* **Required action**
Nothing but the lines from the one with "Security feed analysis: the operator needs to locate pond" through the final line of the listing should appear in the answer, each copied exactly.
=======
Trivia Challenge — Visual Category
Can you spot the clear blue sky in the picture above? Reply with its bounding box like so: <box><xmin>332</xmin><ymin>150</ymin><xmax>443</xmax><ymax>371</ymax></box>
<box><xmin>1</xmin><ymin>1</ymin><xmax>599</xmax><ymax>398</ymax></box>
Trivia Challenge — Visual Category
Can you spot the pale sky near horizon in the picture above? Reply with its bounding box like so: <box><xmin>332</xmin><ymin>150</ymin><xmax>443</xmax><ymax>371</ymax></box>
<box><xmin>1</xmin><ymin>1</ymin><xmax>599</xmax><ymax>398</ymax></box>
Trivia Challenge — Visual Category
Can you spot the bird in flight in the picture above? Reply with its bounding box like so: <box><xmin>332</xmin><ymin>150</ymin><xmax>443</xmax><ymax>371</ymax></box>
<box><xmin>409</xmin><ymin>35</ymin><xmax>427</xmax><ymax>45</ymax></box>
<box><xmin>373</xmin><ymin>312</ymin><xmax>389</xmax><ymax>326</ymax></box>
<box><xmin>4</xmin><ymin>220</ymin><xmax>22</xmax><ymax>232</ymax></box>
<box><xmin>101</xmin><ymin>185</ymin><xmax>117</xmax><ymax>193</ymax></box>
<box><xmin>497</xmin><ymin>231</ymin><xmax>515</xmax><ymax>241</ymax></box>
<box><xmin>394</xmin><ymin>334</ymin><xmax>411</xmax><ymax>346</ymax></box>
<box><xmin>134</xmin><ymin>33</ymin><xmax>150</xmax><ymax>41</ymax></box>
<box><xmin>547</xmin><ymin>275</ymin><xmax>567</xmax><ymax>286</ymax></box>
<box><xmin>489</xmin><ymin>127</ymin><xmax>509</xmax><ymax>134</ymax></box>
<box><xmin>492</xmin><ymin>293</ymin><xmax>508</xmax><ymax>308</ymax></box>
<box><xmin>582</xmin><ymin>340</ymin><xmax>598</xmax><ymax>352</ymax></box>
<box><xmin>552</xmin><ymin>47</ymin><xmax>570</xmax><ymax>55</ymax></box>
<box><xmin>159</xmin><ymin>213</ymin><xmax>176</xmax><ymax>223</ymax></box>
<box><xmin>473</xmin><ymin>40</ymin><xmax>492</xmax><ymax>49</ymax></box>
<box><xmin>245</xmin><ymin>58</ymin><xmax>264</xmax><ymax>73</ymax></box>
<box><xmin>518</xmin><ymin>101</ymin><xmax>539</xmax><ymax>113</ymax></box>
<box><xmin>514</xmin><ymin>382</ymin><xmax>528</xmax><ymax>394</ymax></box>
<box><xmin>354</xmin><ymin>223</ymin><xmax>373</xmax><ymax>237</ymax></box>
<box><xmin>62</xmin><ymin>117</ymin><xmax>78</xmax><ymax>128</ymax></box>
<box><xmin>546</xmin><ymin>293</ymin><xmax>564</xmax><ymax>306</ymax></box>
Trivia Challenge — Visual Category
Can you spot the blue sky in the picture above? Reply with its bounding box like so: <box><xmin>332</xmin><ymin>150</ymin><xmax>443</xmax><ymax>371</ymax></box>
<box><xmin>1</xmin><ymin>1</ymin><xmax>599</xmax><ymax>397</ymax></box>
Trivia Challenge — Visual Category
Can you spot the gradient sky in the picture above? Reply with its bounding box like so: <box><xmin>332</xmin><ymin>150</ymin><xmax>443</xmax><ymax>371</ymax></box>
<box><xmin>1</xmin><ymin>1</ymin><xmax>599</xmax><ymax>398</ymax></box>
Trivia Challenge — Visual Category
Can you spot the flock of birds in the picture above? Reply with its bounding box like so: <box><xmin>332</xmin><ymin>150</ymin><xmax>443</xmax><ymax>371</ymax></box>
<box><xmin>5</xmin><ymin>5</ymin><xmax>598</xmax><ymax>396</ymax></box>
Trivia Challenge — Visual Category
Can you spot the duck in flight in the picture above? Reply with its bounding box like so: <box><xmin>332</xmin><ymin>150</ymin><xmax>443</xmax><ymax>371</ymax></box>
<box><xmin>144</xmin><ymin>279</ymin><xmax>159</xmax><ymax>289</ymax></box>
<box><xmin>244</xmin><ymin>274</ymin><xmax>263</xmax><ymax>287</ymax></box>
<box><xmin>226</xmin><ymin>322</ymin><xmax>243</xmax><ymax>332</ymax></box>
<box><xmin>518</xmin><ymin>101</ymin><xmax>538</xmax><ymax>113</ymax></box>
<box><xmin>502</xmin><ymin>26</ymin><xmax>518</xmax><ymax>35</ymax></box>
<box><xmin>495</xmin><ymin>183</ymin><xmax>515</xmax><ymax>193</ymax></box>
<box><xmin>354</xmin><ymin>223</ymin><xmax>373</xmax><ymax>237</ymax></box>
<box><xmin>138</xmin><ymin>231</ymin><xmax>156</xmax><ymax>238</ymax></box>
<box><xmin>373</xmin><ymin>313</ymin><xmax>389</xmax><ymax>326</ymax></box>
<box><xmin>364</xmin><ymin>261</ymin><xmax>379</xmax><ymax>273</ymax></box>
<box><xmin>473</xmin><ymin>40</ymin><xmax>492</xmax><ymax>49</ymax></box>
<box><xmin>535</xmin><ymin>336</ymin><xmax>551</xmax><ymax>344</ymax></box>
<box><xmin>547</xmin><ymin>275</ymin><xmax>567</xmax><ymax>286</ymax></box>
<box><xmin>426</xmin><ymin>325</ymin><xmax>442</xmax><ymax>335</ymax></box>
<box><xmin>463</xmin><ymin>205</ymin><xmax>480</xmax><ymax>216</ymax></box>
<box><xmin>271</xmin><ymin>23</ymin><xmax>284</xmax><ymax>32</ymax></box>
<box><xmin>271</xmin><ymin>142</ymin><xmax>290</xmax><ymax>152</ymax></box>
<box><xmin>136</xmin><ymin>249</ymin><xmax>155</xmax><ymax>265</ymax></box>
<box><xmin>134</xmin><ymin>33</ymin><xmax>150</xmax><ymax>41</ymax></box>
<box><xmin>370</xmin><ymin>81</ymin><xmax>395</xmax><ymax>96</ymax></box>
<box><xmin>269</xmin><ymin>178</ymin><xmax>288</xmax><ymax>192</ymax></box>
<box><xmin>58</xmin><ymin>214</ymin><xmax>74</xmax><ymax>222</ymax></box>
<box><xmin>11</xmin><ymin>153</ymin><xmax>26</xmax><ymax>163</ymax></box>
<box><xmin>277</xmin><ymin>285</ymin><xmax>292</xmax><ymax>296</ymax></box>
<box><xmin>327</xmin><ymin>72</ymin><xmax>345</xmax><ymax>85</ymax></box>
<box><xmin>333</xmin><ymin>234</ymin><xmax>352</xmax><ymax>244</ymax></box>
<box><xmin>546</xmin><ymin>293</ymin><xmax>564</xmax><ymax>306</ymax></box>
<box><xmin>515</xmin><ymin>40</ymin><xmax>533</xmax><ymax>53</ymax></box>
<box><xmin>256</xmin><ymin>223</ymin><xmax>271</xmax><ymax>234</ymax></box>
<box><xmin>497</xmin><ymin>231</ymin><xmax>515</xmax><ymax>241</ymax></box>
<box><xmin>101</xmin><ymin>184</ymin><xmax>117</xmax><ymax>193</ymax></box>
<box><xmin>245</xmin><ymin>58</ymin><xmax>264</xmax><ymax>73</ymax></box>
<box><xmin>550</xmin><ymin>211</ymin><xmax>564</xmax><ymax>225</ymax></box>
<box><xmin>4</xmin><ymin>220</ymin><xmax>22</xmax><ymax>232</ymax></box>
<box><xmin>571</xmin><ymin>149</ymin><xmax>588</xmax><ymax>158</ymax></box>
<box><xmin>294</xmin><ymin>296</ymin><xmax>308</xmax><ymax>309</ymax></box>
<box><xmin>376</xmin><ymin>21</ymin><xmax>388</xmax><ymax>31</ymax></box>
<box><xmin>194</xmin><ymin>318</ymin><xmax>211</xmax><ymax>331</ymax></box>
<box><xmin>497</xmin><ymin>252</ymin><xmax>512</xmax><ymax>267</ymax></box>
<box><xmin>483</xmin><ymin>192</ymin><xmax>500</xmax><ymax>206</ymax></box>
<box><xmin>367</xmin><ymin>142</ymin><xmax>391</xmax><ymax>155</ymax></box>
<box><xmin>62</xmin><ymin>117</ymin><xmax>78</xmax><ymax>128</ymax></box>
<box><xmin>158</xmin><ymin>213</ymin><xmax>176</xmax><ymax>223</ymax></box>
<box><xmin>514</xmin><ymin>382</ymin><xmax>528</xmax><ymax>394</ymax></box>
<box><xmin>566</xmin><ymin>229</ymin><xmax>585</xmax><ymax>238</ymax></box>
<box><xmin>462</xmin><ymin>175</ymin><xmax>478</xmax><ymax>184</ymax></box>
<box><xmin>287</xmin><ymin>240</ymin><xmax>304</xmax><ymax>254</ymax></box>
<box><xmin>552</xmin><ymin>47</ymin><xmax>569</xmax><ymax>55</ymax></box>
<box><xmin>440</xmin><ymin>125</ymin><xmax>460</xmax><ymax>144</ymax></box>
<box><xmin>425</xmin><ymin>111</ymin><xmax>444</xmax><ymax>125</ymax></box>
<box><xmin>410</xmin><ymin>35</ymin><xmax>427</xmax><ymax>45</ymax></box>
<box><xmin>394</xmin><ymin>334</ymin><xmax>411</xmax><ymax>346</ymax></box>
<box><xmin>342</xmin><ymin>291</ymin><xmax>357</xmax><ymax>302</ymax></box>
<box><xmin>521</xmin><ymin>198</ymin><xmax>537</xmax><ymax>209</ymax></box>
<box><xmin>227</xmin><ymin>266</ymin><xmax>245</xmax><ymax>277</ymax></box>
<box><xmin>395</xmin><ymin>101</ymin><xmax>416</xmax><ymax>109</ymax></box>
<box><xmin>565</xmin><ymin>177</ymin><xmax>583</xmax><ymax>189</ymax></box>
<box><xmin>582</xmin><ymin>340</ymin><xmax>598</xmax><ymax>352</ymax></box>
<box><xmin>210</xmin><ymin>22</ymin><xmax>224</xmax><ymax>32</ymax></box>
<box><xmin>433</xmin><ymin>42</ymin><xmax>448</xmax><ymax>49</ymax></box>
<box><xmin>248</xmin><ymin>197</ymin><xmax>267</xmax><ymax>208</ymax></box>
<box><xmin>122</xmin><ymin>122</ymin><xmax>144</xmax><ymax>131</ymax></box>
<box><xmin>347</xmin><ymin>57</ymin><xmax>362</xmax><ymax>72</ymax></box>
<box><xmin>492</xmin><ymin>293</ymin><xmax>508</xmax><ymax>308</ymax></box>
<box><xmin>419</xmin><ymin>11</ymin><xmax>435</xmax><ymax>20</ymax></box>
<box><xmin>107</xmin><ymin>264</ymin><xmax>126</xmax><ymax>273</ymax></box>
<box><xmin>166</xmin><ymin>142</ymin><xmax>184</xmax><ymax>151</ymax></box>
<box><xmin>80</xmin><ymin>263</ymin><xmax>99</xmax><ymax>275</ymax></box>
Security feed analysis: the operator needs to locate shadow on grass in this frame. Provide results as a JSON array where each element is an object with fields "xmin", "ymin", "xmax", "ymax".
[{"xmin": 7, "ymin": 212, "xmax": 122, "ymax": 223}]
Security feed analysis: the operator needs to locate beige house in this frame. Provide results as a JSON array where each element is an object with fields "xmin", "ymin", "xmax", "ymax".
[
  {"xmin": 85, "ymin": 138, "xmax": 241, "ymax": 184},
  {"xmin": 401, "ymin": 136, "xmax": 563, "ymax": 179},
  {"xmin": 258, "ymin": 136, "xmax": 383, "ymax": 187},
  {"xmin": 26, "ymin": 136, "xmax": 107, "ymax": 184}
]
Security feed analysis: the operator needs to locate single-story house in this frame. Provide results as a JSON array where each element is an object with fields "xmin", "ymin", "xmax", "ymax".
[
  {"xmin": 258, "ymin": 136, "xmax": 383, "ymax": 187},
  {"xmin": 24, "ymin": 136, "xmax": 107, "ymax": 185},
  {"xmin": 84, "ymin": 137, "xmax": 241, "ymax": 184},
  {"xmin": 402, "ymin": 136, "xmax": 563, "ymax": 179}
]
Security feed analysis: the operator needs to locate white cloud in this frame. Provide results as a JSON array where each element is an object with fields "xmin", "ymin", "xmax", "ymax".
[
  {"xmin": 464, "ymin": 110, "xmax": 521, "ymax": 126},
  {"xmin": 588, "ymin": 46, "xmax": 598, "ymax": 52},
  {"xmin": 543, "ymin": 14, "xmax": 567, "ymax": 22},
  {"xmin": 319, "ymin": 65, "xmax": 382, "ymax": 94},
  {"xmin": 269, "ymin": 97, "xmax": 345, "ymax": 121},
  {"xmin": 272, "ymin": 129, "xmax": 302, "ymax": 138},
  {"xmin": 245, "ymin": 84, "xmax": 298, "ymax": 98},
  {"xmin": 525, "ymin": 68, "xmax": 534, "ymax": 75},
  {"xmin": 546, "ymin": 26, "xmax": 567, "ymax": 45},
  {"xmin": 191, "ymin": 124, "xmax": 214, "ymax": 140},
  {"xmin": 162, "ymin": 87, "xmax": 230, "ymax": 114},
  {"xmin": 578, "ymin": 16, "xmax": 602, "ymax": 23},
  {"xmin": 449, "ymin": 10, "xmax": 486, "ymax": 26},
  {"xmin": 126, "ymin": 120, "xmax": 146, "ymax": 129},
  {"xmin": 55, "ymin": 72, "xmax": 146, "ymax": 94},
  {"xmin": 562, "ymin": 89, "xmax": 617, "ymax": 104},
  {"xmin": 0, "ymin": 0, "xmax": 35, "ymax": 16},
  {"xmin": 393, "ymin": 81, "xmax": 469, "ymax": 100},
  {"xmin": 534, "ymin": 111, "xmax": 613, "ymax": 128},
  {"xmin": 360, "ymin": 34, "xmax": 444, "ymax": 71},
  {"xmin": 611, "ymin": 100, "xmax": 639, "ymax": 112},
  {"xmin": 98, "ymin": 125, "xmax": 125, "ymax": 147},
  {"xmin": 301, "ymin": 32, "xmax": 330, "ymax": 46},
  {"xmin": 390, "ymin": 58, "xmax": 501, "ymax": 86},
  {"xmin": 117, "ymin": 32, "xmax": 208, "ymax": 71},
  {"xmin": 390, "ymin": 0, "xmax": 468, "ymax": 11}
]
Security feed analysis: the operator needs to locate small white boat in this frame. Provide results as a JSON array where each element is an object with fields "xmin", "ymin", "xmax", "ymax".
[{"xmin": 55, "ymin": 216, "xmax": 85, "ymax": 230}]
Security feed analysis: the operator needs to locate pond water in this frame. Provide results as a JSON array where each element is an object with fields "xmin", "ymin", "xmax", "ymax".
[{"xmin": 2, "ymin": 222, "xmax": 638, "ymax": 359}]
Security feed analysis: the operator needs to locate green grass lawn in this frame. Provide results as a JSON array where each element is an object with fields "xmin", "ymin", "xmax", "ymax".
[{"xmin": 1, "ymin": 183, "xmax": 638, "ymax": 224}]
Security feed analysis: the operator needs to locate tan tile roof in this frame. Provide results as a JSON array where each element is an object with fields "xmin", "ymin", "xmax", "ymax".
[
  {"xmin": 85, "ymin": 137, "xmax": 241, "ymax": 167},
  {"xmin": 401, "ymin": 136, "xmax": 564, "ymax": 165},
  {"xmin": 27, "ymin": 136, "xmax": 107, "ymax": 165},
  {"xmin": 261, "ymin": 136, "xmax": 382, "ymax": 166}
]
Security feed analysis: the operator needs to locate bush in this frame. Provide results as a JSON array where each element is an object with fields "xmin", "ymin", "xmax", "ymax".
=======
* **Output below**
Security feed analysis: the operator needs to locate pond water in this frame. Provide results as a JSON array where each element is an object with fields "xmin", "ymin", "xmax", "ymax".
[{"xmin": 2, "ymin": 222, "xmax": 638, "ymax": 359}]
Security feed analysis: the operator needs to locate green grass lawn in this frame. Provide results as a JSON array where each element is an object with fields "xmin", "ymin", "xmax", "ymax".
[{"xmin": 1, "ymin": 183, "xmax": 638, "ymax": 224}]
Security feed analysis: the operator needs to locate tan tile roof in this frame. Provide results as a JSON array where each element is an object with fields "xmin", "ymin", "xmax", "ymax".
[
  {"xmin": 85, "ymin": 137, "xmax": 241, "ymax": 167},
  {"xmin": 401, "ymin": 136, "xmax": 564, "ymax": 165},
  {"xmin": 27, "ymin": 136, "xmax": 107, "ymax": 165},
  {"xmin": 261, "ymin": 136, "xmax": 382, "ymax": 166}
]
Security feed analysis: the operator needs to locate bush in this frame. Provide results as a JSON array where each element is an object with fields "xmin", "ymin", "xmax", "ymax".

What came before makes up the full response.